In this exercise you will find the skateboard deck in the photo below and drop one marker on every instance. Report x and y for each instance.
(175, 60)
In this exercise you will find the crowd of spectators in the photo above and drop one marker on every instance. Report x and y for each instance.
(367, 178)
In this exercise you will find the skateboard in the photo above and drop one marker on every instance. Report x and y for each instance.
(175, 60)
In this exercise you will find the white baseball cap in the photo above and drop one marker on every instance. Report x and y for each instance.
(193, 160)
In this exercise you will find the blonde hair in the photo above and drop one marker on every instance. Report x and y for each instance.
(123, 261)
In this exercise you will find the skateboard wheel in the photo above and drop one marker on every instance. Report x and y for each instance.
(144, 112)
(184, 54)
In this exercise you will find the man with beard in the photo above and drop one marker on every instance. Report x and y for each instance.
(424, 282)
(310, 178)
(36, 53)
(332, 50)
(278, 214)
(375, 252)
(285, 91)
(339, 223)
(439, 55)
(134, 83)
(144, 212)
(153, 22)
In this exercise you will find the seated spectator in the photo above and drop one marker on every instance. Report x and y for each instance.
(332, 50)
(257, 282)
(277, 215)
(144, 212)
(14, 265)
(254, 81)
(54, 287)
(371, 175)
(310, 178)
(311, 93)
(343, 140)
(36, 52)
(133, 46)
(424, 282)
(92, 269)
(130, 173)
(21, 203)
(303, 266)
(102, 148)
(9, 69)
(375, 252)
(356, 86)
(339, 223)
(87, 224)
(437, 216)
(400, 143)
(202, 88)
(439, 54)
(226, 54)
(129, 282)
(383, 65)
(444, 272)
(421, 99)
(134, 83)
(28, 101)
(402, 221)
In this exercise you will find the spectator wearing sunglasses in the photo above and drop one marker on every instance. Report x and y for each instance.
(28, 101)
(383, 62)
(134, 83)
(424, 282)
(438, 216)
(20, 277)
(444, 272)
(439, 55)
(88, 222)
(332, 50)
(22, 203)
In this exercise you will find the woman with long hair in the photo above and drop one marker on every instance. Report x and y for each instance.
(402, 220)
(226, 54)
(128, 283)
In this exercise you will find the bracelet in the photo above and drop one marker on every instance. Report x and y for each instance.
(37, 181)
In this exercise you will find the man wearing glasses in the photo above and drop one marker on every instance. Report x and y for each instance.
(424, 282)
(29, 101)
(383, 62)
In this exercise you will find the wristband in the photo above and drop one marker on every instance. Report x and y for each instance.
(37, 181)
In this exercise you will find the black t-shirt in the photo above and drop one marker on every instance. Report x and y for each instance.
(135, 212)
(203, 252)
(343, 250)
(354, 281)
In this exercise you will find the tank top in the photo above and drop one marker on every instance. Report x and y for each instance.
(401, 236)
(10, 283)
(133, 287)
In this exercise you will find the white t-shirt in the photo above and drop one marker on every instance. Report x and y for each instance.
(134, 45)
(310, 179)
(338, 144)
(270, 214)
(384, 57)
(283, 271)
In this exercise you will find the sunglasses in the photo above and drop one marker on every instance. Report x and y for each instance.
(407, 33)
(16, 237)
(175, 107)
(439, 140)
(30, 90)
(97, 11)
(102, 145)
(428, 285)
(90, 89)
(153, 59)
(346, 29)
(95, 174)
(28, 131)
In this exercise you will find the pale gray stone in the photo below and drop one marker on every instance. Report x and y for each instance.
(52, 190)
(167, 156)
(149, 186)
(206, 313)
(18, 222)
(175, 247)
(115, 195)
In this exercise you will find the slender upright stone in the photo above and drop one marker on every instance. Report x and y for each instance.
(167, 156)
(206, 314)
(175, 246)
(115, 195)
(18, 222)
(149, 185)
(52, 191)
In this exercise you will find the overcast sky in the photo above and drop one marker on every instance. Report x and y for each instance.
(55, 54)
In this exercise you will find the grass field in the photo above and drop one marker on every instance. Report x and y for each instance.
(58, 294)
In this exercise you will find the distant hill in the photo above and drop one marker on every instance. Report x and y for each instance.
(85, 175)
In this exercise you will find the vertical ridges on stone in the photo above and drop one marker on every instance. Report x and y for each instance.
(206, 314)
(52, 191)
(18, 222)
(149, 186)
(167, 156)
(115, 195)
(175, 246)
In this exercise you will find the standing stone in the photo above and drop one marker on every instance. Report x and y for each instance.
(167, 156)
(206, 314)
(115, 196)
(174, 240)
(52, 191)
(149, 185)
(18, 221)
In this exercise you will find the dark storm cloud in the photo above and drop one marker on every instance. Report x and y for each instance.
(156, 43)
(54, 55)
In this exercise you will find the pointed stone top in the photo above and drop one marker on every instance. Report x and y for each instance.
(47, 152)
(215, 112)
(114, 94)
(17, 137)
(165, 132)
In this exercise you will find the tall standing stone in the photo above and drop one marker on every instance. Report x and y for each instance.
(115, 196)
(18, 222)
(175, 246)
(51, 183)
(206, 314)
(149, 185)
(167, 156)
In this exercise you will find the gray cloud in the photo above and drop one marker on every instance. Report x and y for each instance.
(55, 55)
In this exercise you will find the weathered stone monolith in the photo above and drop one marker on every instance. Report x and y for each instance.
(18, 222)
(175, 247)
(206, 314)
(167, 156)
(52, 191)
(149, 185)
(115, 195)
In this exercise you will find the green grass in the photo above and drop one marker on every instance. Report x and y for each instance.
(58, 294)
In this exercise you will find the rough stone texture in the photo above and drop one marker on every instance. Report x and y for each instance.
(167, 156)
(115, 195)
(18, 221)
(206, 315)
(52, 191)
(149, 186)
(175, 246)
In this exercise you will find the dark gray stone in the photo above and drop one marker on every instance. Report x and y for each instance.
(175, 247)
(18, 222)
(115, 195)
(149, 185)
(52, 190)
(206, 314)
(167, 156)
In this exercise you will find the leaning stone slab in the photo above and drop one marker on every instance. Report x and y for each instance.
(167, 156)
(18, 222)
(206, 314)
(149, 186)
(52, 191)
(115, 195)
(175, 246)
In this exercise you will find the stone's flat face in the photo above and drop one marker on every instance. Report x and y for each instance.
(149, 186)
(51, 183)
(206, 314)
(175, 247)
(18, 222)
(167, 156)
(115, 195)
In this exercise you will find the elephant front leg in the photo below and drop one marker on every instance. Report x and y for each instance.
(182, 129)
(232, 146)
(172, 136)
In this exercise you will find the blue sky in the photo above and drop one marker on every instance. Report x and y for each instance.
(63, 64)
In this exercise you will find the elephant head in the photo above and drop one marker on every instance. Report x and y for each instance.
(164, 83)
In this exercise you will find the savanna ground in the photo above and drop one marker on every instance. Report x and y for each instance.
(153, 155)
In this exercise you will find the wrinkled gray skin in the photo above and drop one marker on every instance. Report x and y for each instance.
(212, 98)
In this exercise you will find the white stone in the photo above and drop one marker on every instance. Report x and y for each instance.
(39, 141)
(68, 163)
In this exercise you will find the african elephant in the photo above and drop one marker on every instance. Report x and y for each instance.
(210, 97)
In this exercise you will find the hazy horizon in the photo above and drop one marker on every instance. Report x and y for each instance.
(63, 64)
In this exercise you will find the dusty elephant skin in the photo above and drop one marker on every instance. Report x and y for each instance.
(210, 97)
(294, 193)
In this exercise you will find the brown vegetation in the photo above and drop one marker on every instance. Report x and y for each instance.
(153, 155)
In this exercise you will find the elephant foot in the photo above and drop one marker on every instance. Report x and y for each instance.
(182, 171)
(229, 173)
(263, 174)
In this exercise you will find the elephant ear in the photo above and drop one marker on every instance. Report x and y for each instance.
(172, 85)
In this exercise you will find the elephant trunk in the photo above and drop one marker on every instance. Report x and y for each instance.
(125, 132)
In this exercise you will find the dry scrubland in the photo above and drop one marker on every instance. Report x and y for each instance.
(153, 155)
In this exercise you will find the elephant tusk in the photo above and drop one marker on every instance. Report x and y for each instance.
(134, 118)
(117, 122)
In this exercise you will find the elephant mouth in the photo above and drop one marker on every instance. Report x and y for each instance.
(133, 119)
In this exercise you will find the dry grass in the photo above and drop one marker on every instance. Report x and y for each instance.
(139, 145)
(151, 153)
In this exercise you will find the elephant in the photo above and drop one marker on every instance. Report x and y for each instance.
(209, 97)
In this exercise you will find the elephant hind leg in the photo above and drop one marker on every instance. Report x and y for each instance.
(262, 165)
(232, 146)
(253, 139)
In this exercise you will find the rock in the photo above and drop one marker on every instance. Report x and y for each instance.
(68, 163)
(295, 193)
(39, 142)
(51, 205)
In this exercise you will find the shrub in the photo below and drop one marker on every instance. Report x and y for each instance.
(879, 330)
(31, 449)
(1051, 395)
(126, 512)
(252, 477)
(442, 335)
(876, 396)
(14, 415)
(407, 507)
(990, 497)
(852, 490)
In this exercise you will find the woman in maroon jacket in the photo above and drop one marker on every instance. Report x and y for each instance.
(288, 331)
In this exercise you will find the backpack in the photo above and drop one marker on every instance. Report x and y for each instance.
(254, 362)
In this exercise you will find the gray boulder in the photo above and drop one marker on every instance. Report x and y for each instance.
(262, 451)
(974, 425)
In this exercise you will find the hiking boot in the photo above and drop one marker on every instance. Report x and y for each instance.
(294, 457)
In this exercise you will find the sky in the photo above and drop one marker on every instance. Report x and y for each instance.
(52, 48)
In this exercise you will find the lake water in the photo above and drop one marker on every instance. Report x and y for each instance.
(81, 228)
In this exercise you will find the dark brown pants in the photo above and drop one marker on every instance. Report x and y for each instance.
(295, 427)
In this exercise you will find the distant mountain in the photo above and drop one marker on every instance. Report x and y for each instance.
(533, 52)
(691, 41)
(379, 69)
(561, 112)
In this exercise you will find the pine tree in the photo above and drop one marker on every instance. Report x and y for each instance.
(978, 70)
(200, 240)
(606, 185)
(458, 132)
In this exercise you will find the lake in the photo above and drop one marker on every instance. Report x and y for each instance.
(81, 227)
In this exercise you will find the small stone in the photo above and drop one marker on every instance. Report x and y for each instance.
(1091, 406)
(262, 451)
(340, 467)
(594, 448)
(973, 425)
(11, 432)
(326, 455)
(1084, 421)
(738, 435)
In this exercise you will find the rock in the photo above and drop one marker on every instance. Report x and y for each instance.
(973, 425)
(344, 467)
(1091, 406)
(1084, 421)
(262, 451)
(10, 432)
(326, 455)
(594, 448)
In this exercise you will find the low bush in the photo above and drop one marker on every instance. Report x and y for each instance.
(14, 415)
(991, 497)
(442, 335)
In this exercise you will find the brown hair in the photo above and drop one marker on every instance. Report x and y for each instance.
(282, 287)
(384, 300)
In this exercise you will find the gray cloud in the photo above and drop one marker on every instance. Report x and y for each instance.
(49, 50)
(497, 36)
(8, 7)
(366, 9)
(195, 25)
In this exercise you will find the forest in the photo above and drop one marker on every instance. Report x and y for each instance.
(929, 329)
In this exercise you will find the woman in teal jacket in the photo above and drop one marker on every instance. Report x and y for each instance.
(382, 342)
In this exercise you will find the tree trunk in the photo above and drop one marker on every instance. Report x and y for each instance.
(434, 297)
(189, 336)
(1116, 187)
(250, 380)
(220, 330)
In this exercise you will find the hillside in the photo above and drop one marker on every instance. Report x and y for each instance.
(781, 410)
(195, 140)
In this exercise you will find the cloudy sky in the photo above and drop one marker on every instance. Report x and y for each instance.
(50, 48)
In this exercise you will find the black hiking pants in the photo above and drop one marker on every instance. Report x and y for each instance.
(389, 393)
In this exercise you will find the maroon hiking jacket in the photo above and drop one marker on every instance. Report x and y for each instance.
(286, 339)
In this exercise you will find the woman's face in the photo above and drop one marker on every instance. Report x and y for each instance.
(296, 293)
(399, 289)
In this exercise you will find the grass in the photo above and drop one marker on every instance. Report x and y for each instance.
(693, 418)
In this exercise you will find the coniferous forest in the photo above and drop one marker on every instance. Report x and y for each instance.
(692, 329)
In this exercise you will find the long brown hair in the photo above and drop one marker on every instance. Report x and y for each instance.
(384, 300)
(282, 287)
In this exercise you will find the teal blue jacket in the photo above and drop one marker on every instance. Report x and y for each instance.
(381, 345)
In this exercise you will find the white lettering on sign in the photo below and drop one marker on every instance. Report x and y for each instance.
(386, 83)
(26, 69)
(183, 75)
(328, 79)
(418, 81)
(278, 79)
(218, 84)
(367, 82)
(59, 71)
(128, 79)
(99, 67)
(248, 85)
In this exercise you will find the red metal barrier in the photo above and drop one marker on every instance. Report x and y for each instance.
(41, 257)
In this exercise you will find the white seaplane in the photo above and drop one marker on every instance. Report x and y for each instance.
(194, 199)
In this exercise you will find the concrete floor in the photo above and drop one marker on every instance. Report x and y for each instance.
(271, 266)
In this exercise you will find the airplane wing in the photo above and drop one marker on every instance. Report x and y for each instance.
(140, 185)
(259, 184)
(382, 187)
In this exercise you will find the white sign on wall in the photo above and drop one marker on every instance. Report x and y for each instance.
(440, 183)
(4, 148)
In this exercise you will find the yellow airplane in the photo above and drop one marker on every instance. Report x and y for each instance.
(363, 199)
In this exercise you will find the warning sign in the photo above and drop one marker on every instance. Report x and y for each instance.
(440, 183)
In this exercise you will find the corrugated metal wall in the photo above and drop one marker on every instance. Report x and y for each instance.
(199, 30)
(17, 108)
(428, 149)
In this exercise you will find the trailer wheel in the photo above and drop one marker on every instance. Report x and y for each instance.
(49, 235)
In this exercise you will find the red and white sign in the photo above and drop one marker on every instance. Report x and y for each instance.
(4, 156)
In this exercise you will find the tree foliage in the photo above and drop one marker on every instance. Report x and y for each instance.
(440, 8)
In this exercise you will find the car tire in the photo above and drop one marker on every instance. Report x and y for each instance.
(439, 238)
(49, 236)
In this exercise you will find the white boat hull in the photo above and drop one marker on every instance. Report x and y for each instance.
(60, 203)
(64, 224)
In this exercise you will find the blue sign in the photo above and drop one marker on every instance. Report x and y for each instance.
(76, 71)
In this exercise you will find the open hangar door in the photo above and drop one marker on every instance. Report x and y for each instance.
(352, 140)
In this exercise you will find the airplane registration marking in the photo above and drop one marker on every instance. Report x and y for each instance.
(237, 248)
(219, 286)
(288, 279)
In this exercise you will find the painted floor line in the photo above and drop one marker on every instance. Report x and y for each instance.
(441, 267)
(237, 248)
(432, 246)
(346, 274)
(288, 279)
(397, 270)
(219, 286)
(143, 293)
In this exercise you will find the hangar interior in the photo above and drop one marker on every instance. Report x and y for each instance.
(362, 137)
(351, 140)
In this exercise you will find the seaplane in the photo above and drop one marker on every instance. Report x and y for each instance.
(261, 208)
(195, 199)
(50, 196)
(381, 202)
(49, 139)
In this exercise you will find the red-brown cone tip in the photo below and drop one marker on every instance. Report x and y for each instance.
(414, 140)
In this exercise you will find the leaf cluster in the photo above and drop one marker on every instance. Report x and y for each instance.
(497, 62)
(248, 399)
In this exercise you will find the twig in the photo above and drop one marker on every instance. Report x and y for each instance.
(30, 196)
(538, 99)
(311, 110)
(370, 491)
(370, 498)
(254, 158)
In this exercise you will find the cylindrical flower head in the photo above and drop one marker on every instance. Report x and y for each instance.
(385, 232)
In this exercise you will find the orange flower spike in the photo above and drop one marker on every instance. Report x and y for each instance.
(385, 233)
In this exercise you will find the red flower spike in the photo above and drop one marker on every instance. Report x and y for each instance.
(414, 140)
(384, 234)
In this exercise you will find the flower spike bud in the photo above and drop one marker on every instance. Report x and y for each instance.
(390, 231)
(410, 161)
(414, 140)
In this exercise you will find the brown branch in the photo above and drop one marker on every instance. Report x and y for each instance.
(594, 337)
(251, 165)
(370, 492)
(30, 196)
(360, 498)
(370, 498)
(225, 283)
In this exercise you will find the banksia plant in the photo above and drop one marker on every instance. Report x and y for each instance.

+ + + + +

▶ _Task_
Starting at the line that contains "In this exercise you will find the red flower", quote each remaining line of the entries above, unchanged.

▶ _Task result_
In this exercise you will find the red flower spike in the photo above and drop one marker on every instance. Report x and y for each instance.
(414, 140)
(384, 234)
In this exercise you will find the flower spike bud in the photo above and drop one marker on every instance. Report x and y for each instance.
(390, 231)
(410, 161)
(414, 140)
In this exercise you will find the brown branch in the photo above and drop one marker on every instance. Report x and y for each instance.
(594, 337)
(251, 165)
(370, 492)
(30, 196)
(360, 498)
(370, 498)
(225, 283)
In this exercise you will find the banksia plant in the photo above and drop one marker on every instance. Report x and y for each instance.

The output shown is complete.